======== QUELLTEXT
Mit 500 PS der Sonne entgegen

Fünf Jahre lang lebte Helga Blohm ihren Traum und fuhr als Berufskraftfahrerin mit dem Lkw quer durch Europa. In ihrem Buch berichtet sie lebendig und anschaulich von ihren Abenteuern unterwegs.

In den fünf Jahren, die Helga Blohm auf Achse war, begegneten ihr die Kollegen mit großer Achtung, Hilfsbereitschaft und Respekt. (Foto: Christoph Blüthner)

Ihr Herzensprojekt begann Helga Blohm ohne Hoffnung. Als sie mit 32 Jahren ihren Lkw-Führerschein machte, rechnete sie nicht damit, ihn beruflich nutzen zu können. Fahrerinnen waren 1986 eine Ausnahme, ihre Bewerbungen bei Speditionen hatten keinen Erfolg. Zu jung und unerfahren, hieß es. Freunde und Bekannte rieten ab. Sie fürchteten, Blohm würde von den angeblich „primitiven Kerlen angemacht“. Doch die Rechtsanwaltsgehilfin wollte nur eins: „Raus aus der Enge des Alltags.“ Und was die Kollegen betrifft: „Die sind mir immer mit großer Achtung und Respekt begegnet.“

Um sich beim Fahren auszuleben, nahm sie an Geschicklichkeit-am-Steuer-Turnieren des ADAC teil. Dass ihr mit ihrer Ente nicht viel zugetraut wurde, spornte sie noch an. Blohm trainierte fleißig, gewann bald Pokale und kam auch ihrem Ziel ein Stück näher: „Ein Transportunternehmer mit zwei Sattelzugmaschinen war von meinem Fahrvermögen beim Parcours angetan“, erinnert sie sich.

Mit Glück zum richtigen Job

Dann kam der 14. September 1989. An dieses Datum erinnert sich Blohm genau, denn an diesem Tag rief ein Spediteur an, der ganz dringend einen Fahrer suchte. Jemand, der mit ihm noch am selben Abend in die Schweiz fahren könnte, um dort einen Lkw zu übernehmen und nach Italien zu fahren. „Dort war sein Fahrer verhaftet worden“, berichtet sie. „Das war meine Chance, denn dem Spediteur war völlig egal, ob ich eine Frau oder ein Mann bin.“

Blohm hatte Zeit und sagte begeistert zu. In Bellinzona im Tessin übergab ihr der Spediteur die Zollpapiere und den Lkw. Sie stellte die fünf Außenspiegel ein und fuhr los, Richtung Grenzstation in Chiasso. Aufregend sei diese Tour gewesen, sie sprach nur ein paar Brocken Italienisch, und es gab damals weder Handys noch Navigationsgeräte. Hilfe habe sie einige Male benötigt und auch immer bekommen. So unterstützten sie beispielsweise Kollegen über Funk, den Weg zur Zollstelle zu finden, die auf ihrer Landkarte nicht eingezeichnet war.
================
======== DATENSÄTZE
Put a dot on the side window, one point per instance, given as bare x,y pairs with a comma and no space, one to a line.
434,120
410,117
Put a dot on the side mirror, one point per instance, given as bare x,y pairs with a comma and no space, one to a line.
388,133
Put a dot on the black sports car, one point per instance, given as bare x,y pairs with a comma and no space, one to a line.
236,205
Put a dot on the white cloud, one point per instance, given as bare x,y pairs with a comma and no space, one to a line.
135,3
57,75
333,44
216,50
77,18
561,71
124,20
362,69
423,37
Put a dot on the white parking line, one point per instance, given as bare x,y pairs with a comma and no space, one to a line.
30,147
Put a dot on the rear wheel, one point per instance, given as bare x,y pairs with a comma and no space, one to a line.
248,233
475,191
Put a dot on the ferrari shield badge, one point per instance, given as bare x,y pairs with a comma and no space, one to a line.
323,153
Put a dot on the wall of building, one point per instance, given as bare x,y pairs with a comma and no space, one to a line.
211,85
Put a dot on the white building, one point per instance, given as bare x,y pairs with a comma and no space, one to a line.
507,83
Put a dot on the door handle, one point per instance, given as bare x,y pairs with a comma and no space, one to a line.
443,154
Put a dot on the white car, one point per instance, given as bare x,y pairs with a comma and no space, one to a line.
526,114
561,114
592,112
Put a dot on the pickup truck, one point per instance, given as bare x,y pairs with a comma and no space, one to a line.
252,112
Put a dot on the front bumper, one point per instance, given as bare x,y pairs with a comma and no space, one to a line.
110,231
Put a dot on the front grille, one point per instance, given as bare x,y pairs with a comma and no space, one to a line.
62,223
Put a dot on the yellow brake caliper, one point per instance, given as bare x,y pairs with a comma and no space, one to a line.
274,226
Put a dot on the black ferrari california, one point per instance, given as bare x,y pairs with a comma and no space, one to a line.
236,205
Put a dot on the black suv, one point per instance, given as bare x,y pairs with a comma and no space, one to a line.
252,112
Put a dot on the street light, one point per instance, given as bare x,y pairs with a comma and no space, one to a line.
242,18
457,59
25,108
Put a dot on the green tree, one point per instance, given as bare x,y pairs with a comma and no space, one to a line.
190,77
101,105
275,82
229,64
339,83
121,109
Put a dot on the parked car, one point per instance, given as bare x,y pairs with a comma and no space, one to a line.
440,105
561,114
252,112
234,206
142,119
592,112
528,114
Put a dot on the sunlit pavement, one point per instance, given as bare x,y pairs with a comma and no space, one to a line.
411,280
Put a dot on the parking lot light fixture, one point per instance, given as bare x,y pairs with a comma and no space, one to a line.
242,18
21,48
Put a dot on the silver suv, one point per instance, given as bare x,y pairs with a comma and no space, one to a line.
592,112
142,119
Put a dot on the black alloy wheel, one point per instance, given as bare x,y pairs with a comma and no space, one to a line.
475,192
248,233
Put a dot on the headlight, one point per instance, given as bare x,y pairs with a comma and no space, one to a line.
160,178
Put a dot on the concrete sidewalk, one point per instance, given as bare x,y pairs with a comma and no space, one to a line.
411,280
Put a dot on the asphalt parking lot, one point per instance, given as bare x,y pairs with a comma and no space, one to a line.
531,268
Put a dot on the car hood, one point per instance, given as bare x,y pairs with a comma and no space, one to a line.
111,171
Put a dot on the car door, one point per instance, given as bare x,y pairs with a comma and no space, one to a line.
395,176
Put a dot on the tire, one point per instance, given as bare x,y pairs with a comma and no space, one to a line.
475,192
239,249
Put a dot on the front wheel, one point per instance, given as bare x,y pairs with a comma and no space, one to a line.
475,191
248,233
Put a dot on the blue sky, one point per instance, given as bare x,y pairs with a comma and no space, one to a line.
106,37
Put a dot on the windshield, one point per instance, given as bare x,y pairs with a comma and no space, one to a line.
================
HERAUSFORDERUNG A
Gib aus dem Artikel über Helga Blohm den Abschnitt wortgetreu aus, der mit den Worten „Fünf Jahre lang“ beginnt und mit „(Foto: Christoph Blüthner)“ endet.
HERAUSFORDERUNG B
An welchem Datum rief laut dem Artikel über Helga Blohm der Spediteur an, der dringend einen Fahrer suchte?

LÖSUNG A
Fünf Jahre lang lebte Helga Blohm ihren Traum und fuhr als Berufskraftfahrerin mit dem Lkw quer durch Europa. In ihrem Buch berichtet sie lebendig und anschaulich von ihren Abenteuern unterwegs.

In den fünf Jahren, die Helga Blohm auf Achse war, begegneten ihr die Kollegen mit großer Achtung, Hilfsbereitschaft und Respekt. (Foto: Christoph Blüthner)

LÖSUNG B
Am 14. September 1989.